Exercise description – Carry on the passage about patent litigation and acquisition risks, starting right after its last sentence.

Source –
----------

Trial judges and juries often find it difficult to understand complex patent enforcement litigation, and as a result, we may need to appeal adverse decisions by lower courts in order to successfully enforce our patents.

 

It is difficult to predict the outcome of patent enforcement litigation at the trial level because juries and trial judges may find it hard to understand complex, patented technologies. As a result, there is a higher rate of successful appeals in patent enforcement litigation than other business litigation. Such appeals are expensive and time-consuming and result in increased costs and delayed revenue. Although we may diligently pursue enforcement litigation, we cannot predict with significant reliability the decisions made by juries and trial courts.

 

Our acquisition of patent portfolios may not be successful.

 

A substantial portion of the patent assets of Prism and its subsidiaries were acquired from third parties. We expect to continue to build our patent portfolio by acquisitions from third parties. The terms of any acquisition may require us to pay cash upfront, share a portion of future licensing proceeds, or both. Such acquisitions are subject to numerous risks, including the following:

 

 

our inability to enter into a definitive agreement with respect to any potential acquisition, or if we are able to enter into such agreement, our inability to consummate the potential acquisition;

 

 

difficulty in accurately forecasting financial and other benefits of the specific acquisition;

 

 

diversion of our management’s attention from other business concerns; and

 

 

failure of our due diligence process to identify significant issues with respect to patented technologies and patent portfolios, and other legal and financial contingencies.

----------

Listed entries –
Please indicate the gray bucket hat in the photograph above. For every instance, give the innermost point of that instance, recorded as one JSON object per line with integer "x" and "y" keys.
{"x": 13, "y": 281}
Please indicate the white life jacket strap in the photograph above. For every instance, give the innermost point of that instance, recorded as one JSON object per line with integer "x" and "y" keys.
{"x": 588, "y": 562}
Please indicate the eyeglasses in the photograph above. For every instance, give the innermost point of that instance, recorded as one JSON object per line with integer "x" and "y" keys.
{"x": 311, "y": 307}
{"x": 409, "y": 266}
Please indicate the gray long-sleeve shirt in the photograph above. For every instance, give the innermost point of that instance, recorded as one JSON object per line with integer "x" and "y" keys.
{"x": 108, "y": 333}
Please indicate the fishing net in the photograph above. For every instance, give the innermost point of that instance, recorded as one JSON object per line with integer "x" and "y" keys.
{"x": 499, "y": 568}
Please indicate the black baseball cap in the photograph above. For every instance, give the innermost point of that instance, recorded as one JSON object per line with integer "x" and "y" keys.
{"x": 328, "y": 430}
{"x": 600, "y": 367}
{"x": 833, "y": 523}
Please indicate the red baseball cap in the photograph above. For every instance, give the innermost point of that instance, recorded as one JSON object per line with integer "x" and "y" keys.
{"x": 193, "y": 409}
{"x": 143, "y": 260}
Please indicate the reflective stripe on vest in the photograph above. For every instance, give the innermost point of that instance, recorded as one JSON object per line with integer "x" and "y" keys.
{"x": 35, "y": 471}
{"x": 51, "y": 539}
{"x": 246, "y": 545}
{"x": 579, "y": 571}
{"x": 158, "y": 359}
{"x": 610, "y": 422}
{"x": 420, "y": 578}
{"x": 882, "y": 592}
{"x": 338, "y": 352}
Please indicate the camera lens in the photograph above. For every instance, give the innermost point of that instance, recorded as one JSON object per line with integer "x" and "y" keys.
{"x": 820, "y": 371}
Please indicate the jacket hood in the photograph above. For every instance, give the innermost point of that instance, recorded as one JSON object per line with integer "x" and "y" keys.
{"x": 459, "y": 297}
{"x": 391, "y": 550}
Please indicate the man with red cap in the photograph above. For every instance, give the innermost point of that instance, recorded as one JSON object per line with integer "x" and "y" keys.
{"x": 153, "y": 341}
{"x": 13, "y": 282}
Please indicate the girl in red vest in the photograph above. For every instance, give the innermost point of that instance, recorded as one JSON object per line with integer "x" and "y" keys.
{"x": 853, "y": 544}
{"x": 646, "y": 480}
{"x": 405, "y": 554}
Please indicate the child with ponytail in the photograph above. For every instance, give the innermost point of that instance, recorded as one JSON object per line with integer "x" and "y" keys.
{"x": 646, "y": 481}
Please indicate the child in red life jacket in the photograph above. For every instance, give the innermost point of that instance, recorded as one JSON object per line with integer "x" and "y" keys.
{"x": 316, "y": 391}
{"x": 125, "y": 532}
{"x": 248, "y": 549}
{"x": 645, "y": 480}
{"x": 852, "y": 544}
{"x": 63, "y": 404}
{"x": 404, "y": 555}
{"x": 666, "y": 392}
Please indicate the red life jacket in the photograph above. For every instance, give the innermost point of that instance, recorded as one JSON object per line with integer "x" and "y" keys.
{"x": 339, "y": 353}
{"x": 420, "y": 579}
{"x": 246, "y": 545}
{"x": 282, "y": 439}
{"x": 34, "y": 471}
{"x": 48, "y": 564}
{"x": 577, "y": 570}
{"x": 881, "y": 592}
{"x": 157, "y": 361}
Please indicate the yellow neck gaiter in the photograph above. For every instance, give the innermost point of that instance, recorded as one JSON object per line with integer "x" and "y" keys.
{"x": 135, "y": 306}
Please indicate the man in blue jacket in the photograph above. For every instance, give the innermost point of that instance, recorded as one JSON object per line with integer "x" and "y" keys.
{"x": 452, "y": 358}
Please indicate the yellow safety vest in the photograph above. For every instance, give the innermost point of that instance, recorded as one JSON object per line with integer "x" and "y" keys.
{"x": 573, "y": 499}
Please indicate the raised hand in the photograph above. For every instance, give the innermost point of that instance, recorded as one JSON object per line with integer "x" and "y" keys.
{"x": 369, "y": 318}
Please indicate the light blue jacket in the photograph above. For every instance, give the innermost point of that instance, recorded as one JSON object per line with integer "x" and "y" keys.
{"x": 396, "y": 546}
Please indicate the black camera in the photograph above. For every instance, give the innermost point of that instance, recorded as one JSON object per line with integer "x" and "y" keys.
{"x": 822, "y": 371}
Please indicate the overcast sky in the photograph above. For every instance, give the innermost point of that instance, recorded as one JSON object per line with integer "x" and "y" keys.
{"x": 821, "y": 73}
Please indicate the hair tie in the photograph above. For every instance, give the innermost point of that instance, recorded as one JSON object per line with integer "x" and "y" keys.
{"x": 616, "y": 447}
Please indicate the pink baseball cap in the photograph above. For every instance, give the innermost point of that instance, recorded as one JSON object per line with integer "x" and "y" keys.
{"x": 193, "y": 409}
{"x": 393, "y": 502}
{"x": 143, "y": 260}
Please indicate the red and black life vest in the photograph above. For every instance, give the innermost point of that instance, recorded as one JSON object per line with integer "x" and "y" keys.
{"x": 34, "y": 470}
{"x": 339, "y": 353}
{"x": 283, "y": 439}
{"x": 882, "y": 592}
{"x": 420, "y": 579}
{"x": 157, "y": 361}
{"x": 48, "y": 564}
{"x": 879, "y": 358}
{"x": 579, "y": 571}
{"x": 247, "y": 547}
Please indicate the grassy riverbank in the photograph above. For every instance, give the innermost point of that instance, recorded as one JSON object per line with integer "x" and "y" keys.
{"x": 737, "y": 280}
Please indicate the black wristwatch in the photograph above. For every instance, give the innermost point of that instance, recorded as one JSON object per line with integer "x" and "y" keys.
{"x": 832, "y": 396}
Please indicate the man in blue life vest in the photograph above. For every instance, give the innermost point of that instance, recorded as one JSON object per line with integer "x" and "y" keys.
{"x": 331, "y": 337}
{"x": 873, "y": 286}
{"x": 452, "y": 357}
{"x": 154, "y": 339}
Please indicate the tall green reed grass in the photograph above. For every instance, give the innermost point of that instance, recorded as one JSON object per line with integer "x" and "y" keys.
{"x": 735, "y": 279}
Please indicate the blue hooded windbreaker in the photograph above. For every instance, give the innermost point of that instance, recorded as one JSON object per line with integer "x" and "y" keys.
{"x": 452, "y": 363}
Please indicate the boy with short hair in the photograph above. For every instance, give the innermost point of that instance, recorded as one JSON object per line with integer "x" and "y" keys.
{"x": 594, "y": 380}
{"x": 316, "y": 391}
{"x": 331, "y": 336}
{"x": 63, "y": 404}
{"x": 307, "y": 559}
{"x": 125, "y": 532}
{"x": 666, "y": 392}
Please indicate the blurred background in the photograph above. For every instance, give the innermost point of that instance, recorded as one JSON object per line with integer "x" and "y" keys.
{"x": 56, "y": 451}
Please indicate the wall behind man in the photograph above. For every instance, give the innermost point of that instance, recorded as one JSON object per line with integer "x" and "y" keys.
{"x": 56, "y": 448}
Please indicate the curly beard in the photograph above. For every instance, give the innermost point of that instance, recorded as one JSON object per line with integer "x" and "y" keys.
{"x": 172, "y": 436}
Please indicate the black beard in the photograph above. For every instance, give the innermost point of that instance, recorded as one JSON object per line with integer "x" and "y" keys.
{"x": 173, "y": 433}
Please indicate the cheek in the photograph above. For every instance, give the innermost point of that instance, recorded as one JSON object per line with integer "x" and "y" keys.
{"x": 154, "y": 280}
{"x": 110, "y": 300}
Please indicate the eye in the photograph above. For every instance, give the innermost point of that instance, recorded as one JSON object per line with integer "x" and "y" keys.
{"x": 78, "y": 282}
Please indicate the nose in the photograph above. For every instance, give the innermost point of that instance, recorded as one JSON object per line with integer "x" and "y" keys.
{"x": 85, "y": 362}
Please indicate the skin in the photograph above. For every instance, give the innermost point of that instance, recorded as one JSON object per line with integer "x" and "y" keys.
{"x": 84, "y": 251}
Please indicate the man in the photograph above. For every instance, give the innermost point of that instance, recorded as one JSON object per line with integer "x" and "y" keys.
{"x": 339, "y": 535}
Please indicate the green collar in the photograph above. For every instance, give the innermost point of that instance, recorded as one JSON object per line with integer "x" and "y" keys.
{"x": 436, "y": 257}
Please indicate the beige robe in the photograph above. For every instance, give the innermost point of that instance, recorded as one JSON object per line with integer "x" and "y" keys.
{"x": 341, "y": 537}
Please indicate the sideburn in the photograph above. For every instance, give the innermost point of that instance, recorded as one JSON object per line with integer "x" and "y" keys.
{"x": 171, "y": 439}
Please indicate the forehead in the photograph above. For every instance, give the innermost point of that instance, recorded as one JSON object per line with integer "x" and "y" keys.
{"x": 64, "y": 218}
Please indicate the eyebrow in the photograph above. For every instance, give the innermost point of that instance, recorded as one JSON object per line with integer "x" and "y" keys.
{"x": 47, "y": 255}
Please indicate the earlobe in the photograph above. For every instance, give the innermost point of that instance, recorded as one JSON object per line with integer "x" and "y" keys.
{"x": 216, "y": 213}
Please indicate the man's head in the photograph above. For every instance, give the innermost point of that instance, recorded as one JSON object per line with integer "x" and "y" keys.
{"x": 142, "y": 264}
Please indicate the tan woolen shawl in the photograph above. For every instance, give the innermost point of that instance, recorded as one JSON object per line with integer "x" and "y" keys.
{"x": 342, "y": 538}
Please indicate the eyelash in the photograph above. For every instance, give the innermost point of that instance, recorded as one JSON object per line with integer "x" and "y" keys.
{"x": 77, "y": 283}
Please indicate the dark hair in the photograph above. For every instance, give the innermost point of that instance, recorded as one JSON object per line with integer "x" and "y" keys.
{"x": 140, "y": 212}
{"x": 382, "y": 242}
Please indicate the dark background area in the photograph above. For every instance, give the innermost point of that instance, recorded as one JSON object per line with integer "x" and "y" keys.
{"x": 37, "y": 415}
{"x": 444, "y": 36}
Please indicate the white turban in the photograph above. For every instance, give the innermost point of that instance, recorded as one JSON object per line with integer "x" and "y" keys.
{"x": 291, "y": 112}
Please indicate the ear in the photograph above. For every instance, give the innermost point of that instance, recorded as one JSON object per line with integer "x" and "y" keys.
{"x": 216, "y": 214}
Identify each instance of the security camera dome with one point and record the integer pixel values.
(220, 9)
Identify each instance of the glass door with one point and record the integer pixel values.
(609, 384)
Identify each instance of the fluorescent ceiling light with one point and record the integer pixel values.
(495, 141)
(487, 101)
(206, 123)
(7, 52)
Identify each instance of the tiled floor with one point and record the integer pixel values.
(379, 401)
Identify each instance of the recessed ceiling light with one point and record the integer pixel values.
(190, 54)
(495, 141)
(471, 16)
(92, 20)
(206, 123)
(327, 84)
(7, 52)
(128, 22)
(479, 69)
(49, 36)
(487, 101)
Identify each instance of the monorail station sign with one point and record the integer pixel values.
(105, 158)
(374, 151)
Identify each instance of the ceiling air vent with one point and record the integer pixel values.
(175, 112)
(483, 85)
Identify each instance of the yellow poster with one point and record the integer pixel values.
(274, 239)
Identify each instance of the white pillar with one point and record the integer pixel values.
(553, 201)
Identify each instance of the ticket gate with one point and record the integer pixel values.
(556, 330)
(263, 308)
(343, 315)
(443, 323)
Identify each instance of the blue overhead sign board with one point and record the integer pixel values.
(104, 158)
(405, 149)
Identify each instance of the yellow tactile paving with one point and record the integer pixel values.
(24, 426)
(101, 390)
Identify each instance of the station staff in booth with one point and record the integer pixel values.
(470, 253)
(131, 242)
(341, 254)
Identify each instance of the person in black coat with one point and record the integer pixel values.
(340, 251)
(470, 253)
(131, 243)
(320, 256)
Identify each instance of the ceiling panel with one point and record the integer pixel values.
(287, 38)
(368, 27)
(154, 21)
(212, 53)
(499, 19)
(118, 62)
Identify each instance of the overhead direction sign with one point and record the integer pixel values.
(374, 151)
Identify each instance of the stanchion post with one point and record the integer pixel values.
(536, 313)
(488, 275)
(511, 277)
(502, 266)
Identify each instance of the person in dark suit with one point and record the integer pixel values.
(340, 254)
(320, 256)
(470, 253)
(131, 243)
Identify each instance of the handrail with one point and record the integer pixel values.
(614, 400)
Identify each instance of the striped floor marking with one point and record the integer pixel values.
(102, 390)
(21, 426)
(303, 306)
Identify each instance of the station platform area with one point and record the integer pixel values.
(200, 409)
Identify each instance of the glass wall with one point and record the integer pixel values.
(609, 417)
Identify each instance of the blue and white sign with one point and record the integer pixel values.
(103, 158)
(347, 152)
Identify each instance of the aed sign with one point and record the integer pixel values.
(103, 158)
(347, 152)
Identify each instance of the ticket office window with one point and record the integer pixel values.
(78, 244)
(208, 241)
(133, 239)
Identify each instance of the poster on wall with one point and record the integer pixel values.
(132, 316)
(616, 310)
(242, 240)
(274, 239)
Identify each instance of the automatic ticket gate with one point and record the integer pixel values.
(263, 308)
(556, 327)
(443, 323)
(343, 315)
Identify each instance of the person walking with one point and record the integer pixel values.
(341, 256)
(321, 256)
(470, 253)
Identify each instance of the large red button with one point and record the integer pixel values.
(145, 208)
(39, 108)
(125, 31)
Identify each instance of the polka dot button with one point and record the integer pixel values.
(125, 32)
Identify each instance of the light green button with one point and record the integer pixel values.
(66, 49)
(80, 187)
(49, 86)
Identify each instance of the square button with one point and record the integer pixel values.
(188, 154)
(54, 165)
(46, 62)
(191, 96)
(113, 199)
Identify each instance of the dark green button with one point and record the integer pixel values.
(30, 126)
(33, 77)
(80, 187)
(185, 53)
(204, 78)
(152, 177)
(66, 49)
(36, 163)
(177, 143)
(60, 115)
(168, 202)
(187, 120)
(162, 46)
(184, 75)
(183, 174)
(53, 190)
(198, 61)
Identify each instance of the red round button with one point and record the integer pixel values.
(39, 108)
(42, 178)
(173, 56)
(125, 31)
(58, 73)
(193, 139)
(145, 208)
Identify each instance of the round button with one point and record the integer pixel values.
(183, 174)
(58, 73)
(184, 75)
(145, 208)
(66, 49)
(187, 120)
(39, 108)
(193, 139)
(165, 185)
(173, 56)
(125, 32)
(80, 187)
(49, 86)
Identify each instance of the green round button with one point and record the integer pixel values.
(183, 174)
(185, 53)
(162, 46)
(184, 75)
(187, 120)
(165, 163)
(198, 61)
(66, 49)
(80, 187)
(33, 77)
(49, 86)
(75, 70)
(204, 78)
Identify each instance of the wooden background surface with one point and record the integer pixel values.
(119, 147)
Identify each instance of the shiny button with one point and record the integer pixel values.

----------

Answer to this exercise –
 

Analyzing the validity and enforceability of patents is a complex and uncertain process and there can be no assurance that a patent that is acquired will produce positive returns on the investment.

 

We may, in certain circumstances, rely on representations, warranties and opinions made by third-parties that, if determined to be false or inaccurate, may expose us to certain material liabilities.

 

We may rely upon representations and warranties made by third parties from whom we acquire patents or the exclusive rights to license and enforce patents. We may also rely upon the opinions of purported experts. In certain instances, we may not have the opportunity to independently investigate and verify the facts upon which such representations, warranties and opinions are made. By relying on these representations, warranties and opinions, we may be exposed to liabilities in connection with the licensing and enforcement of certain patents and patent rights which could have a material adverse effect on our operating results and financial condition.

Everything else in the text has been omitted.